- **Description of the task**
Please answer these questions about the speech on national unity below:
1. What does the speaker say the experiment is meant to show about a multicultural, multilingual society?
2. According to the speech, Canadians are the people of what?
3. Which places are named as places where democratic federalism could be promoted?

- **Extract provided**
**********

Let me say something else now. About other realities. I put national unity at the centre of our project as a party and as a people. But it matters not just to us. It matters to the world. This is something I see from afar. From afar, we're a very special and precious experiment. We're an experiment as to whether a multicultural, multilingual society can survive and prosper. If we can't do it, ladies and gentlemen, no one else can. And the future of all multiethnic multicultural societies will be grim indeed. That's why there's a global stake in us getting this story right.

We are a ray of light in a gloomy world, a ray of hope in a world which is in fact ravaged by intolerance and by hatred. Let's get it right. The world does look to us, the world does ask us, 'get it right, show us how'. Communities of difference, communities of different languages can live together, can forge a unity together. You're doing it in this hall tonight but never forget that we truly are a light unto the nations, and we must never forget that in the daily life of our politics.

Now, there are countries to the south of us that believe in life, liberty, and the pursuit of happiness. And these countries that shall remain nameless want to export freedom and democracy to the world. And because we're Canadians, we're skeptics. We don't like rhetoric that's that high flung. We got some doubts about the project. We have doubts about the American dream. Ok. But let's remember that we have a dream. Because we are the people of peace, order, and good government.

From Sri Lanka to Iraq, from South Africa to the Ukraine, we can help promote democratic federalism for multiethnic , multilingual states. Exporting peace, order, and good government has to be the core of a Canadian foreign policy, that doesn't try to be everything to everybody, doesn't try to do everything, but focuses on what is the unique achievement of this federation, on our national history together. That's the story we want to sell and promote to the world. If we we're divided, we have no dream to share. If we're fragmented, we have no story to tell. But united, believe me, we will be a light unto the nations, and a beacon unto the world.

**********

- **Material shown**
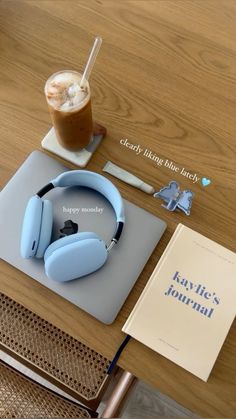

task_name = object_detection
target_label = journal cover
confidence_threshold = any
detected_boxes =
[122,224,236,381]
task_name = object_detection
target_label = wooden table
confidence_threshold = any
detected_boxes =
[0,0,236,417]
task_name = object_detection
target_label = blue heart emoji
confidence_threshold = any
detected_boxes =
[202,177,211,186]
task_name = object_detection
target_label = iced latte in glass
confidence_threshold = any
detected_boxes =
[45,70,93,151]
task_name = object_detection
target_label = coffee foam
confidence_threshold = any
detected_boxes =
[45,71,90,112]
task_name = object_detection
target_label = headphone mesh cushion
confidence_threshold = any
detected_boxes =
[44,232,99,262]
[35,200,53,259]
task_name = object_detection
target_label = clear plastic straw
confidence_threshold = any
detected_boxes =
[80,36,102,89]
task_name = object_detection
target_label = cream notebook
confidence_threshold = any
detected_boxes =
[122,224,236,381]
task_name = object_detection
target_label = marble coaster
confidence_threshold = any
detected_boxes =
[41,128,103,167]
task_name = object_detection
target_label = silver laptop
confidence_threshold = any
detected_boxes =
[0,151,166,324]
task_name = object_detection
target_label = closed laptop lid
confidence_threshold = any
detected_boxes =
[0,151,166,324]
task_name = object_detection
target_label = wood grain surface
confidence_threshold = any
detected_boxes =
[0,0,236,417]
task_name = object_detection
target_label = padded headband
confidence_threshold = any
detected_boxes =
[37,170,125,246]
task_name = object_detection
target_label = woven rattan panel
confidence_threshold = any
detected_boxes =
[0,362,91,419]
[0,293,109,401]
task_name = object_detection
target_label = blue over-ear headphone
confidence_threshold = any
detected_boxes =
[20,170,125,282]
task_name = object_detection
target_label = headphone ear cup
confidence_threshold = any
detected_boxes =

**********

- **Complete output**
1. Whether it can survive and prosper.
2. Peace, order, and good government.
3. Sri Lanka, Iraq, South Africa, and the Ukraine.